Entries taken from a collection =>
>>>

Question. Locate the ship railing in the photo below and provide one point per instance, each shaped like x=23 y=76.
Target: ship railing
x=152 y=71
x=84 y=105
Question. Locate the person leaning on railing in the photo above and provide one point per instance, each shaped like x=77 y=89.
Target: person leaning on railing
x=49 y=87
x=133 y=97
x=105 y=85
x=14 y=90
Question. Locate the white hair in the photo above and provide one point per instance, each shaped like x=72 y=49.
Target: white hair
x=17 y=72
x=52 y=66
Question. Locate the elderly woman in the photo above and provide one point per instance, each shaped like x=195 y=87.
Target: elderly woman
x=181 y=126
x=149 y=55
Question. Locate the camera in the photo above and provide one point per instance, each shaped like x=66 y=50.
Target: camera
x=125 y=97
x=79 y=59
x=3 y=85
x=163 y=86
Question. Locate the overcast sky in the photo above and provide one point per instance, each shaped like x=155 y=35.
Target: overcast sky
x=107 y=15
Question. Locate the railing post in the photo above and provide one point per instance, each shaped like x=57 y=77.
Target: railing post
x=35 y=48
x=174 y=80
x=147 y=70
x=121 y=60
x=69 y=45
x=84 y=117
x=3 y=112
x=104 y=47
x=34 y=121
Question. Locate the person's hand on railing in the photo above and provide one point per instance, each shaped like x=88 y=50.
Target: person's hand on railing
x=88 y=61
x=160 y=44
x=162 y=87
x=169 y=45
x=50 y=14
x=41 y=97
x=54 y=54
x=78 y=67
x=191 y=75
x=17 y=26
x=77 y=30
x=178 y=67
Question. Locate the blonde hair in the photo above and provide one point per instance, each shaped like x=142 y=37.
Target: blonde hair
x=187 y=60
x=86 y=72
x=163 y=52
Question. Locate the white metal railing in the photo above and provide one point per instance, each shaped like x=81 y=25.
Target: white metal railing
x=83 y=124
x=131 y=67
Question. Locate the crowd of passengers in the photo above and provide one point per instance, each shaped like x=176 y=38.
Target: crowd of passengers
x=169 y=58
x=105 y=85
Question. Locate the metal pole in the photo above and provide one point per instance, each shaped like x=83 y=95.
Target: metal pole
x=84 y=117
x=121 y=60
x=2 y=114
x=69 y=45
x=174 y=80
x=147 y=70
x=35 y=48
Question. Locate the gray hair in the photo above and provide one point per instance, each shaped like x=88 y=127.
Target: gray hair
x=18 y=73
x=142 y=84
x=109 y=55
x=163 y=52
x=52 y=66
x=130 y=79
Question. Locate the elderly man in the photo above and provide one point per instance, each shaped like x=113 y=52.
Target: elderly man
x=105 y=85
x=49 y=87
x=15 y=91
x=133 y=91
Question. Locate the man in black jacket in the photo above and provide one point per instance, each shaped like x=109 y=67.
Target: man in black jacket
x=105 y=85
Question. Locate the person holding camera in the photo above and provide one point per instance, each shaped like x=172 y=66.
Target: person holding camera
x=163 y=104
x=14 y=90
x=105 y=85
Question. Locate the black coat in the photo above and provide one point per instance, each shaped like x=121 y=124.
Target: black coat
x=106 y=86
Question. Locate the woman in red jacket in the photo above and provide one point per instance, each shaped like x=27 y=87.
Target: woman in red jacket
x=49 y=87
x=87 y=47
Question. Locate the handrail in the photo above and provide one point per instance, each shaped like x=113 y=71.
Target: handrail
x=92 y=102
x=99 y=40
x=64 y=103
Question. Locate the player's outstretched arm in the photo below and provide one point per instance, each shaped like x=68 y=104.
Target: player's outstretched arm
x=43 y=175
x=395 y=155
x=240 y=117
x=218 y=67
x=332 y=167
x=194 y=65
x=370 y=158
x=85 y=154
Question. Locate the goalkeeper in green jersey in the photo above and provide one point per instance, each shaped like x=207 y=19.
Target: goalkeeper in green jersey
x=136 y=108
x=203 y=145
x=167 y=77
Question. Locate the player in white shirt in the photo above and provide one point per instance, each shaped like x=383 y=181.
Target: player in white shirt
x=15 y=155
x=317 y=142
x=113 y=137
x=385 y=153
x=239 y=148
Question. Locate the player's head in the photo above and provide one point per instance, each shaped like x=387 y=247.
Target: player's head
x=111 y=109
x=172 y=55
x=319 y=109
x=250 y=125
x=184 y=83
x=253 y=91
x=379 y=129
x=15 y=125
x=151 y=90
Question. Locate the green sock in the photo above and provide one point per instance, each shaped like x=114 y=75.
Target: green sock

<<<

HOW TO COMPLETE THIS TASK =>
Exactly the lines from the one containing "Target: person holding camera" through the end of the records above should be returned, with both ends kept.

TASK ANSWER =>
Target: person holding camera
x=163 y=104
x=14 y=90
x=105 y=85
Question. Locate the black coat in the photo above and provide one point per instance, each shaped like x=121 y=124.
Target: black coat
x=106 y=86
Question. Locate the woman in red jacket in the photo above and provide one point per instance, each shaped like x=27 y=87.
Target: woman in red jacket
x=49 y=87
x=87 y=47
Question. Locate the handrail in the photo above and provide one point per instance, each shaped like x=113 y=71.
Target: handrail
x=92 y=102
x=99 y=40
x=64 y=103
Question. Locate the player's outstretched arm in the photo below and provide one point per instance, each shaped like x=68 y=104.
Target: player's outstretched arm
x=43 y=175
x=395 y=155
x=240 y=117
x=218 y=67
x=332 y=167
x=194 y=65
x=370 y=158
x=85 y=154
Question. Locate the goalkeeper in green jersey in the photo above and provide one point per instance, each shaped like x=207 y=19.
Target: goalkeeper in green jersey
x=136 y=108
x=203 y=145
x=167 y=77
Question. Locate the player in white shirt in the photo above and provide one point per instance, each shaped like x=383 y=181.
Target: player in white shirt
x=15 y=155
x=317 y=142
x=113 y=137
x=385 y=153
x=239 y=148
Question. Locate the player's head in the photo above and provide one point per instance, each shaped like x=387 y=247.
Target: player's head
x=111 y=109
x=172 y=55
x=319 y=109
x=250 y=125
x=184 y=83
x=253 y=91
x=379 y=129
x=15 y=125
x=151 y=90
Question. Locate the green sock in the photo above and provide one point per instance, each shaped like x=114 y=75.
Target: green sock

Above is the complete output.